# Task directions
Copy the items below, from the line holding "For every instance of the green tree" through the last one, inclusive, substituting "point" for each "marker". Leave every other character as it stands.

——

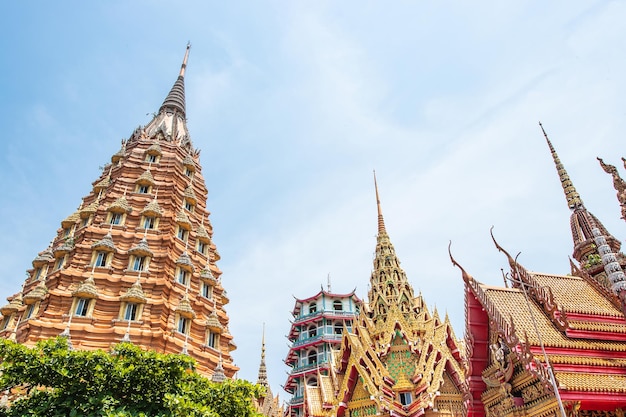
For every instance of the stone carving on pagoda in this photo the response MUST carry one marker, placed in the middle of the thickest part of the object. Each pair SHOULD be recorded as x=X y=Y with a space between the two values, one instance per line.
x=136 y=261
x=399 y=359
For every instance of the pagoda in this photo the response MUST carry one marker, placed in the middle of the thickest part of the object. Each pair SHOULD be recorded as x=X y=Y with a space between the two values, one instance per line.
x=317 y=329
x=136 y=261
x=551 y=344
x=398 y=359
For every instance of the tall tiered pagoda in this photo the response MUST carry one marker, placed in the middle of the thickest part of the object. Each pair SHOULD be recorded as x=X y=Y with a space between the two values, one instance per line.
x=318 y=326
x=398 y=359
x=135 y=262
x=551 y=344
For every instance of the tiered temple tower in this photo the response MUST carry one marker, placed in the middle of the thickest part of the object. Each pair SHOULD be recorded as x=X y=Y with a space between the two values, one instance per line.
x=316 y=332
x=398 y=359
x=136 y=261
x=551 y=344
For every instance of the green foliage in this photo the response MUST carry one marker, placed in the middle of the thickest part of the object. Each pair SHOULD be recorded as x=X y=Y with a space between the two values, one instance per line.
x=129 y=382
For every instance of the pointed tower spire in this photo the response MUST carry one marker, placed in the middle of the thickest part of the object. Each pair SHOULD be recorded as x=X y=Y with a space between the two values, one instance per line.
x=573 y=198
x=175 y=100
x=389 y=284
x=381 y=220
x=262 y=380
x=582 y=222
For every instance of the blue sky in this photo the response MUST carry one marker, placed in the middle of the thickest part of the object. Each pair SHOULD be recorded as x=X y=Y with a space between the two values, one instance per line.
x=294 y=104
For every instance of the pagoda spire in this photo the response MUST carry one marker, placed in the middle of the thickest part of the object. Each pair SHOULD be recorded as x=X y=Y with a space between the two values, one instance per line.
x=389 y=286
x=573 y=198
x=262 y=380
x=381 y=220
x=582 y=222
x=175 y=100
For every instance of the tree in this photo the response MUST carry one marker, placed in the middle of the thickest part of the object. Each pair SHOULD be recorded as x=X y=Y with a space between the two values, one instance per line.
x=54 y=380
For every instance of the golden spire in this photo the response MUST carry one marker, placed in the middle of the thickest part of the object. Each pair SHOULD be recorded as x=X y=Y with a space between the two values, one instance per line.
x=573 y=198
x=381 y=221
x=388 y=283
x=262 y=379
x=183 y=67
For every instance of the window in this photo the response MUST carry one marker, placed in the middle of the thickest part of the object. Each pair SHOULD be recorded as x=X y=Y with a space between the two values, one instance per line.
x=183 y=325
x=37 y=273
x=82 y=307
x=29 y=311
x=149 y=222
x=202 y=247
x=139 y=263
x=213 y=340
x=183 y=277
x=101 y=258
x=130 y=311
x=405 y=398
x=115 y=218
x=206 y=290
x=182 y=234
x=59 y=263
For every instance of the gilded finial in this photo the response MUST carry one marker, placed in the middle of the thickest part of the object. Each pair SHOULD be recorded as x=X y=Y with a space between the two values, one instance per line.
x=573 y=198
x=262 y=378
x=184 y=65
x=381 y=221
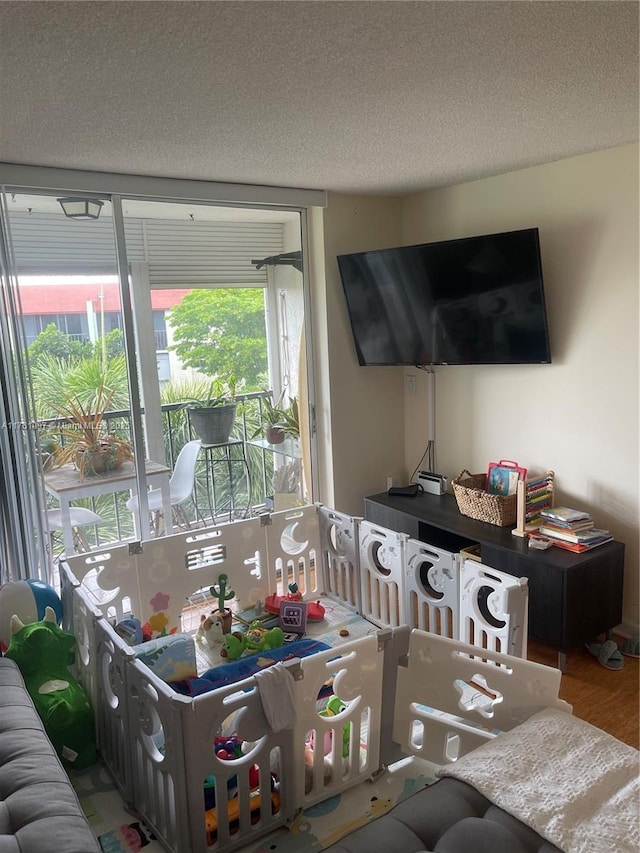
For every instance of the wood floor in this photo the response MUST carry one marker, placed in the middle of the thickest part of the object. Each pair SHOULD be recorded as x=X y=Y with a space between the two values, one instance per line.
x=606 y=698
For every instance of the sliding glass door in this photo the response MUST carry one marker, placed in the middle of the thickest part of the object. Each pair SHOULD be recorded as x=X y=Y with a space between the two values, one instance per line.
x=125 y=322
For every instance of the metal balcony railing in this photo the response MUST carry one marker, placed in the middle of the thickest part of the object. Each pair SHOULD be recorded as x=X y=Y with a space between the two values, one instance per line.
x=231 y=481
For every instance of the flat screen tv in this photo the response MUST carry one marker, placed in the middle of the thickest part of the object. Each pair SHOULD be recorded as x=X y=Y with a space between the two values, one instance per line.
x=476 y=300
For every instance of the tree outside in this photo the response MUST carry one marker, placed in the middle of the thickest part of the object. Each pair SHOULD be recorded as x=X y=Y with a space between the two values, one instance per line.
x=222 y=332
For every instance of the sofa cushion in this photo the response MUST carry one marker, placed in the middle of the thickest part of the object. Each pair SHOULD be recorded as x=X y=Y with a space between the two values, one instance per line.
x=445 y=818
x=39 y=809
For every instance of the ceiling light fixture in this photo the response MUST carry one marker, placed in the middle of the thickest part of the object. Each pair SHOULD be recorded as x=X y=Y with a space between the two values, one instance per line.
x=81 y=208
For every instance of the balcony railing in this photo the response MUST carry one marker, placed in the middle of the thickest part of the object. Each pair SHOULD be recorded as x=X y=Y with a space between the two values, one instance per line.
x=230 y=482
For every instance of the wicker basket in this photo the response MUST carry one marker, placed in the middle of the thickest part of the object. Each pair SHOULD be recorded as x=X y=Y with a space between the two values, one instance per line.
x=474 y=502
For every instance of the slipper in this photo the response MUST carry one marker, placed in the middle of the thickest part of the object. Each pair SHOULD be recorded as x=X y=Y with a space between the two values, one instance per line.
x=607 y=654
x=631 y=647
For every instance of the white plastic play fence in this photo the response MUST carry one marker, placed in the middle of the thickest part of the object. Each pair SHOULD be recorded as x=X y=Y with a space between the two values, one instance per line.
x=159 y=744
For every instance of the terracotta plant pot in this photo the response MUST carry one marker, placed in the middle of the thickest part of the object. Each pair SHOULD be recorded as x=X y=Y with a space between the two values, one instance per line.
x=90 y=462
x=274 y=435
x=213 y=425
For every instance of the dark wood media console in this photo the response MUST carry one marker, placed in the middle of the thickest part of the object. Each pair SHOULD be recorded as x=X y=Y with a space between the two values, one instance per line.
x=572 y=597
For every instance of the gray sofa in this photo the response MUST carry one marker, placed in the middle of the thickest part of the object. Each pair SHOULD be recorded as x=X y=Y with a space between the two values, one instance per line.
x=39 y=809
x=448 y=817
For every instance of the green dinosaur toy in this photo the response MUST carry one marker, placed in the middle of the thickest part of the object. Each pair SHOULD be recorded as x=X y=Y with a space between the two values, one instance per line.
x=43 y=652
x=255 y=639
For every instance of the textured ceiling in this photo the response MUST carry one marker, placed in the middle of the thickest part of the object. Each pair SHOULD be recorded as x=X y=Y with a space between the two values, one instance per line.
x=374 y=97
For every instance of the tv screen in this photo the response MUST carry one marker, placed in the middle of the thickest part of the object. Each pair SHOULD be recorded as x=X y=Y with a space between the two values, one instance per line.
x=477 y=300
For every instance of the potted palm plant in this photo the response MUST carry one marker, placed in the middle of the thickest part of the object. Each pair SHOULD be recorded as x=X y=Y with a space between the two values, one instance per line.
x=213 y=415
x=278 y=421
x=87 y=443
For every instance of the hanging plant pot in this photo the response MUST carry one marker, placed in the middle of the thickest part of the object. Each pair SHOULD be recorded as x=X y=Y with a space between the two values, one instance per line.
x=213 y=425
x=274 y=435
x=92 y=462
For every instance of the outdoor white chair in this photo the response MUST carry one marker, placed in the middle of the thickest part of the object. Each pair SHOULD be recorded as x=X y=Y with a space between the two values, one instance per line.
x=80 y=517
x=180 y=487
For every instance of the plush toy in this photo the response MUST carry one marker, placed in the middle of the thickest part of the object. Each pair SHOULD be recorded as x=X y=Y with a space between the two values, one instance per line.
x=43 y=652
x=28 y=600
x=210 y=630
x=256 y=639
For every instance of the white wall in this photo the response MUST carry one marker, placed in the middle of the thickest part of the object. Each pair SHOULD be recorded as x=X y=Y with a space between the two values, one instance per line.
x=577 y=416
x=365 y=423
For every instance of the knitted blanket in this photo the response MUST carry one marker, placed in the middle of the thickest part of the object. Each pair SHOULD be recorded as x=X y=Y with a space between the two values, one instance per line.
x=574 y=784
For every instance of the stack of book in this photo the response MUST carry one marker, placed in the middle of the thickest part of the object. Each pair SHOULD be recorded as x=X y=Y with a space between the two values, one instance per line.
x=572 y=529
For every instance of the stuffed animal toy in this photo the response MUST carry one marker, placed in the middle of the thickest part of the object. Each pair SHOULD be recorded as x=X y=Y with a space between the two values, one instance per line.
x=210 y=629
x=255 y=639
x=43 y=652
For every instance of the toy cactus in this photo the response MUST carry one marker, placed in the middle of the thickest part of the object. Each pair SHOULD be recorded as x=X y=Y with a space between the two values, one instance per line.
x=220 y=592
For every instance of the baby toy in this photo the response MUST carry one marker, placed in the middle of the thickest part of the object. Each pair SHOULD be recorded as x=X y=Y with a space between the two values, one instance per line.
x=256 y=639
x=28 y=600
x=210 y=630
x=43 y=652
x=220 y=592
x=315 y=611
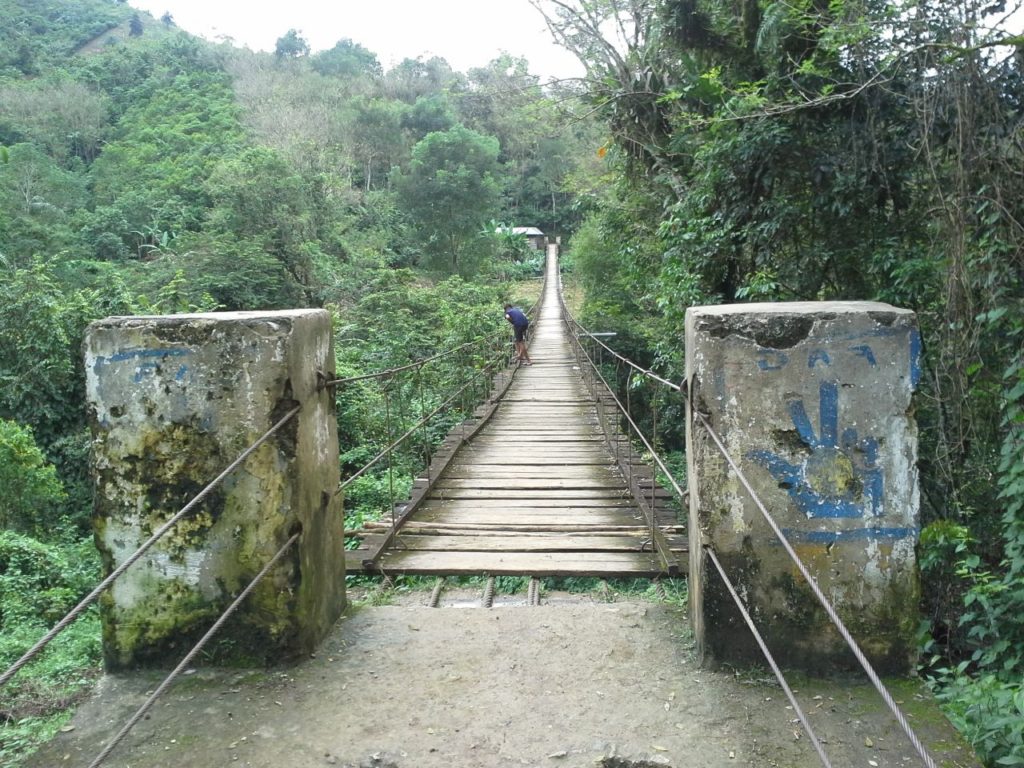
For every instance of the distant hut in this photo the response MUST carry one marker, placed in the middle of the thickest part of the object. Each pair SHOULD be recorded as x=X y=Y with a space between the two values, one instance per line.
x=535 y=238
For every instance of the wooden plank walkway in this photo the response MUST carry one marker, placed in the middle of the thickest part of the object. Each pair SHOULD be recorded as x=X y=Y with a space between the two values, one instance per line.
x=537 y=491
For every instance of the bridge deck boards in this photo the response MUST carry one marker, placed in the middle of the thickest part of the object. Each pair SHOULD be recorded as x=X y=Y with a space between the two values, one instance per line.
x=537 y=491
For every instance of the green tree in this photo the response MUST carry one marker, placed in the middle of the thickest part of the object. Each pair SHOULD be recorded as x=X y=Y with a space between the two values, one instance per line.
x=32 y=493
x=346 y=59
x=156 y=166
x=451 y=190
x=41 y=325
x=291 y=45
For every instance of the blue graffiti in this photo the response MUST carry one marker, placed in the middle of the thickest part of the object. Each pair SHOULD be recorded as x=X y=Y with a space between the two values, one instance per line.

——

# Solution below
For every instance of the green tree in this photo the response MUST carry one point, placed in the middle of the thickest part of the object. Each pair SHOULD be recorded as x=X y=Y with a space between the two values, one instance per line.
x=32 y=493
x=346 y=59
x=156 y=166
x=451 y=190
x=41 y=325
x=291 y=45
For every instance of the blue graffiti in this photo the response MUST carry one point, placed in the middle of the thickest part of the object. Each pair SHOULD be recorded as x=X y=Y with a space between the two values, one instance per line.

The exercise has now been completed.